*** Begin section ***

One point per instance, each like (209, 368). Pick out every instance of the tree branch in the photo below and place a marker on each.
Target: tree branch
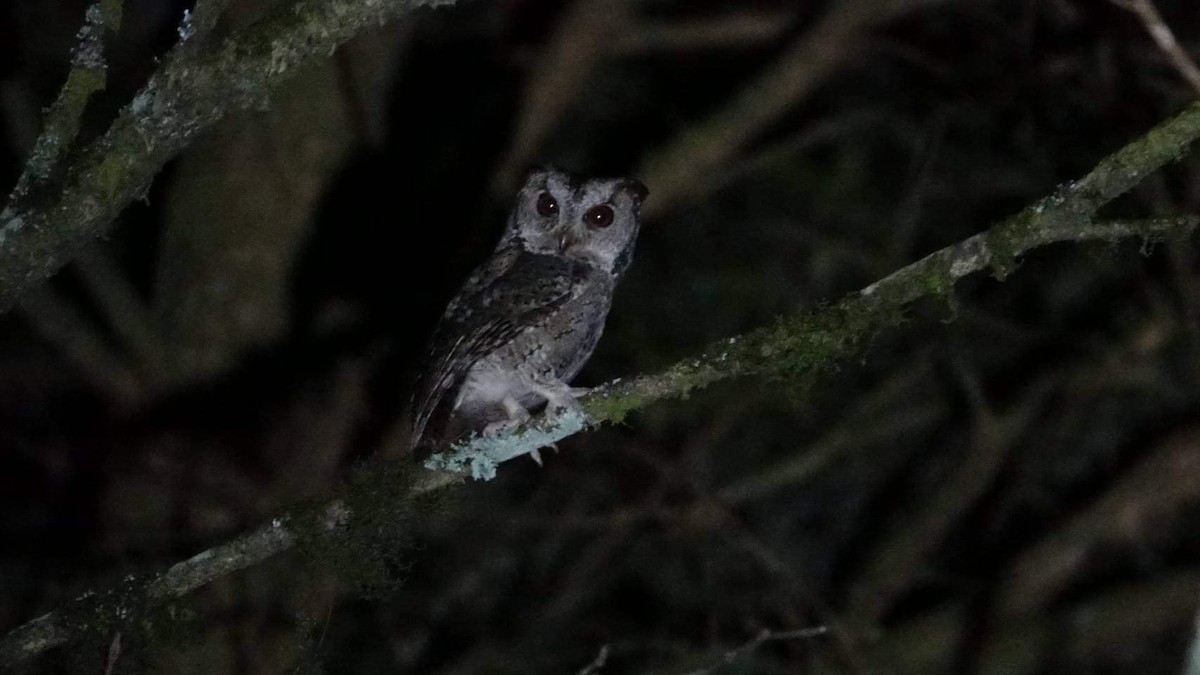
(195, 88)
(795, 346)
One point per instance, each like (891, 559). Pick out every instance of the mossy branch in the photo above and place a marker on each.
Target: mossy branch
(187, 94)
(795, 347)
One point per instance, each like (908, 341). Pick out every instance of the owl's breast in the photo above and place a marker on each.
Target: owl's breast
(559, 345)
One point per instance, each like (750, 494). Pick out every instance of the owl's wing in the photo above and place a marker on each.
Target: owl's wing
(489, 314)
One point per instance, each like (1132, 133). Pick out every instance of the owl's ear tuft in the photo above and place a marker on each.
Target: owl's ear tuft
(636, 189)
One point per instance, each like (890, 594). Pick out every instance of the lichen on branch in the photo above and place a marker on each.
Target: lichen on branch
(187, 94)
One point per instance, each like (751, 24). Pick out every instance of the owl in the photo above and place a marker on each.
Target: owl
(527, 320)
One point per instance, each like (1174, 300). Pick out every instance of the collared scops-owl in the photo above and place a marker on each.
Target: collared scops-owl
(527, 320)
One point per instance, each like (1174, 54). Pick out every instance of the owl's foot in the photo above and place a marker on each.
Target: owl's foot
(562, 400)
(516, 417)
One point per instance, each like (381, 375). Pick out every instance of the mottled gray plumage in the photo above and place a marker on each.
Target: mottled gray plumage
(527, 320)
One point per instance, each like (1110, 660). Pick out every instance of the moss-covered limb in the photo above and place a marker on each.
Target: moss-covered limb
(826, 335)
(202, 19)
(792, 346)
(113, 608)
(193, 89)
(88, 76)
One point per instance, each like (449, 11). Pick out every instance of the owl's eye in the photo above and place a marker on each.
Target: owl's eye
(599, 216)
(546, 204)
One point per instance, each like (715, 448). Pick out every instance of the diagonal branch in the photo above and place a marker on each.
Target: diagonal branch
(187, 94)
(795, 346)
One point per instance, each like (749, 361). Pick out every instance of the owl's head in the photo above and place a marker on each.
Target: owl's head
(592, 220)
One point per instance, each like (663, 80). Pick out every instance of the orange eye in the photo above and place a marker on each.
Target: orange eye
(599, 216)
(546, 204)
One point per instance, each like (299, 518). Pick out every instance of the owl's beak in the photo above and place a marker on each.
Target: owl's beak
(564, 239)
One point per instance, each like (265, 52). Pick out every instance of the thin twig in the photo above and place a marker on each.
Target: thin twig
(695, 161)
(795, 346)
(187, 94)
(1164, 39)
(759, 640)
(597, 664)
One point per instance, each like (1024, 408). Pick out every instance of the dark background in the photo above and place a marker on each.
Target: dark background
(1006, 483)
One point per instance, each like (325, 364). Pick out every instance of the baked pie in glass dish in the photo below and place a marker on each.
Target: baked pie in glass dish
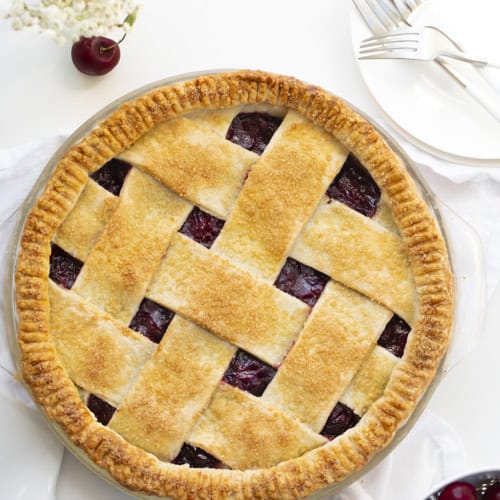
(231, 287)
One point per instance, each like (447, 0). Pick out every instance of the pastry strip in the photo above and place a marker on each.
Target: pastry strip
(172, 389)
(245, 432)
(119, 267)
(194, 162)
(226, 300)
(369, 383)
(341, 330)
(360, 254)
(281, 193)
(100, 354)
(82, 226)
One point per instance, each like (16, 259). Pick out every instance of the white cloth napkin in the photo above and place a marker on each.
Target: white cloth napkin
(430, 452)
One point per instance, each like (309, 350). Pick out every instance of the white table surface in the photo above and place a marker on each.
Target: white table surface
(42, 93)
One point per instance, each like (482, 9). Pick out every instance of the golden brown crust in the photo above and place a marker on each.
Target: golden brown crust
(141, 471)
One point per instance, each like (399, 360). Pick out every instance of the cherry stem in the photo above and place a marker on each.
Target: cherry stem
(104, 49)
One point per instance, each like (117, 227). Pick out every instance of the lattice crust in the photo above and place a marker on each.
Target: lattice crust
(194, 162)
(360, 254)
(274, 212)
(120, 266)
(246, 433)
(341, 329)
(100, 353)
(173, 389)
(80, 229)
(370, 381)
(228, 301)
(255, 235)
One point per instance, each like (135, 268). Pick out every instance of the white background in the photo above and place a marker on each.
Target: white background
(42, 93)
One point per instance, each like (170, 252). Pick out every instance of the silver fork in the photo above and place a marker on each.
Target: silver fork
(382, 16)
(422, 44)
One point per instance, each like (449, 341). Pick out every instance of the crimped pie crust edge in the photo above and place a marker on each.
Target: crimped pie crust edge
(331, 463)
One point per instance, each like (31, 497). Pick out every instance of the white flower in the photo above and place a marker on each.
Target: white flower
(73, 18)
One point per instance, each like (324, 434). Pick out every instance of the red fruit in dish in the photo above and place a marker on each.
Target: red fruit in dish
(459, 490)
(492, 492)
(95, 55)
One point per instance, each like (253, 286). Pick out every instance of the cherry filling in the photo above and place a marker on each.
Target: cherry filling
(151, 320)
(103, 411)
(395, 335)
(197, 458)
(459, 490)
(355, 187)
(202, 227)
(63, 267)
(253, 131)
(111, 175)
(301, 281)
(249, 373)
(341, 419)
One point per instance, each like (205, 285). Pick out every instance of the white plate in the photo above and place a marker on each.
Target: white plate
(425, 104)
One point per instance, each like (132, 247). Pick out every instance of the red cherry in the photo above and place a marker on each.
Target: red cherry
(95, 55)
(459, 490)
(492, 492)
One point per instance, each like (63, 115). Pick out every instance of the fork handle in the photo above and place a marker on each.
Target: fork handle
(485, 95)
(476, 61)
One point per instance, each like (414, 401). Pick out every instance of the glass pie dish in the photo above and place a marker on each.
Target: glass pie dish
(466, 262)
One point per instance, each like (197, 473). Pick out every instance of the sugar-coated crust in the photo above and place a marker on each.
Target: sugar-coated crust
(331, 463)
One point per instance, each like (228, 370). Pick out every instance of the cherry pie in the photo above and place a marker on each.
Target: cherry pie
(231, 288)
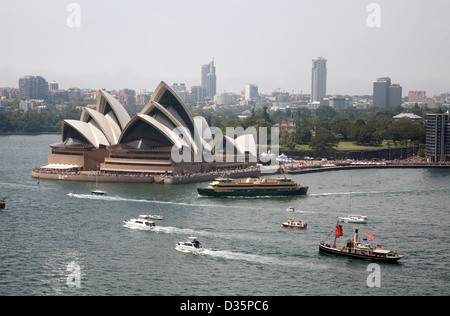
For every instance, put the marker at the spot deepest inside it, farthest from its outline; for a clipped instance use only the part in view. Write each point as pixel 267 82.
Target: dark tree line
pixel 34 122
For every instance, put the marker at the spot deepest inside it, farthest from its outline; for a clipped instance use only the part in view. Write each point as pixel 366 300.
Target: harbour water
pixel 55 244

*** End section ***

=== Exercise requirements ===
Everything in the entries except the pictures should be returned exactly as given.

=== Answer to this problem ===
One point per instance, each like (209, 368). Pick out every instance of the tree branch in the photo below and place a marker on each.
Target: tree branch
(195, 88)
(795, 346)
One point per instance, each like (891, 559). Pick out every instance of the mossy branch in the photo above and place a marker on each.
Target: mossy branch
(187, 94)
(795, 347)
One point per instance, each like (908, 341). Pick out every instance of the owl's breast in the photo above and place a marker on each.
Target: owl's breast
(559, 345)
One point per instance, each like (750, 494). Pick out every instance of the owl's wing in the photo above and place a marker on each.
Target: owl's wing
(489, 314)
One point per instance, each like (1132, 133). Pick out every instance of the owl's ear tuft in the photo above and place a marker on each.
Target: owl's ear tuft
(636, 189)
One point per instance, each like (890, 594). Pick out every instance of the lichen on branch in the photo above and place a marker on each.
Target: lichen on branch
(187, 94)
One point per instance, each like (751, 24). Pick out every instance of the owl in the photo above and place a marker on each.
Target: owl
(527, 320)
One point per instance, each like (1174, 300). Pick out every instance of the collared scops-owl in the photo above and place a marker on each.
Target: collared scops-owl
(527, 320)
One point per instance, each like (1174, 54). Pick out every instance of the owl's foot in the photo above and place a marker on each.
Target: owl's foot
(562, 400)
(516, 417)
One point per instance, each like (381, 375). Pick out every instance of the mottled gray plumage in the photo above and place a marker on each.
Target: mottled gray plumage
(527, 320)
One point per instance, each like (1110, 660). Pick out every instance of the moss-covered limb in the photo above and place a marker on each.
Target: moss-covered limb
(826, 335)
(202, 19)
(792, 346)
(113, 608)
(193, 89)
(88, 76)
One point per instance, each like (449, 11). Pick out every instance of the owl's eye in the photo above and place a marker on each.
Target: owl's eye
(599, 216)
(546, 204)
One point per instance, each like (715, 448). Pick out every instance of the diagonal branch in the photo above and place a marker on each.
Target: diagonal branch
(187, 94)
(795, 346)
One point per instance, each like (749, 361). Pick out every instance of the owl's head in the photo above and place a marker on each.
Target: owl's head
(592, 220)
One point per instance, each like (663, 80). Pick out every instance of the orange eye in the photo above and place a marker on each.
Target: orange eye
(599, 216)
(546, 204)
One point per instance, each like (299, 518). Pick out every instance of the owl's beak in the photo above and place a marker on each.
Target: owl's beak
(564, 239)
One point per instance, each like (265, 52). Pick out every instance of the thin twig in the photo above and place a marker on each.
Target: thin twig
(695, 161)
(795, 346)
(187, 94)
(1164, 39)
(759, 640)
(597, 664)
One point per instance, each like (1024, 408). Pick out every instance of the dark background in the photo above and place a marker on each.
Target: dark background
(1006, 483)
One point per instance, each like (325, 364). Pick out every instance of the baked pie in glass dish in the photo below and place a marker on each.
Target: baked pie in glass dish
(231, 287)
One point per instance, each like (447, 0). Pick out every instance of the pastry strip in the photo above and place a marker on each.
Target: pastry strip
(172, 389)
(245, 432)
(119, 267)
(194, 162)
(226, 300)
(369, 383)
(341, 330)
(360, 254)
(281, 193)
(100, 354)
(82, 226)
One point per instance, each like (16, 259). Pick out every instance of the white cloth napkin in the photo above and place a marker on each.
Target: white cloth napkin
(430, 452)
One point per instance, each like (309, 350). Pick out every instance of the white table surface in the photo above and place a marker on each.
Target: white table surface
(42, 93)
One point per instance, each like (482, 9). Pick out every instance of the golden brown crust in the photo above and place a marker on each.
Target: golden brown crust
(141, 471)
One point per instance, each like (399, 360). Pick out every instance of the cherry stem in the photo above and place a marker on each.
Target: cherry stem
(104, 49)
One point per instance, each like (117, 227). Pick out every instance of the lattice crust in the photo above and place a marker on each.
Target: lattice crust
(194, 162)
(360, 254)
(274, 212)
(120, 266)
(246, 433)
(341, 329)
(100, 353)
(173, 389)
(80, 229)
(370, 381)
(228, 301)
(255, 235)
One point per instance, each like (135, 268). Pick out every instance of the white background in the photo above and place a marker on each.
Target: white background
(42, 93)
One point per instance, each like (170, 252). Pick out every instance of the silver fork in the photo above and place a marker on each.
Target: silver fork
(382, 16)
(422, 44)
One point per instance, each like (449, 341). Pick out every instance of the crimped pie crust edge in the photo above and place a marker on each.
Target: crimped pie crust edge
(331, 463)
One point per instance, each like (31, 497). Pick out every instance of the white flower in the photo above and place a marker on each.
Target: white flower
(73, 18)
One point per instance, each like (324, 434). Pick out every instance of the red fruit in dish in the photo above and place a marker on each.
Target: red fruit in dish
(459, 490)
(492, 492)
(95, 55)
One point per instance, each like (253, 286). Pick out every instance of the cherry filling in the photo above and place a marker on each.
Target: cherry filling
(151, 320)
(103, 411)
(395, 335)
(197, 458)
(459, 490)
(355, 187)
(202, 227)
(63, 267)
(253, 131)
(111, 175)
(301, 281)
(249, 373)
(341, 419)
One point per instance, each like (205, 285). Pick out every instance of the white plate in the photo above and place a marker on each.
Target: white plate
(425, 104)
One point per instance, each like (132, 247). Pick out every instance of the red cherry in the photo above and place a marker on each.
Target: red cherry
(95, 55)
(459, 490)
(492, 492)
One point per instance, each like (63, 115). Pick out every instance of the fork handle in the photo above and place a marker on each.
Target: fork handle
(485, 95)
(476, 61)
One point per instance, each like (414, 401). Pick out every instance of the glass pie dish in the photo above and place a marker on each.
Target: glass pie dish
(466, 262)
One point per instance, each like (197, 473). Pick out every instance of the sugar-coated crust in the photo above and place a marker on each.
Target: sugar-coated crust
(331, 463)
One point per instance, each like (228, 370). Pick out every instance of the cherry pie in the photo above and place a marker on each.
Target: cherry pie
(231, 288)
For every instance, put the marker at the spot deepest inside it, farthest from its outline; for a clipped instance use only the part in view. Write each point as pixel 267 82.
Target: dark tree line
pixel 34 122
For every instance, put the marker at the spot deepest inside it, farthest from its outline; for a clipped instance use only the part in view. Write each point as pixel 366 300.
Target: harbour water
pixel 55 244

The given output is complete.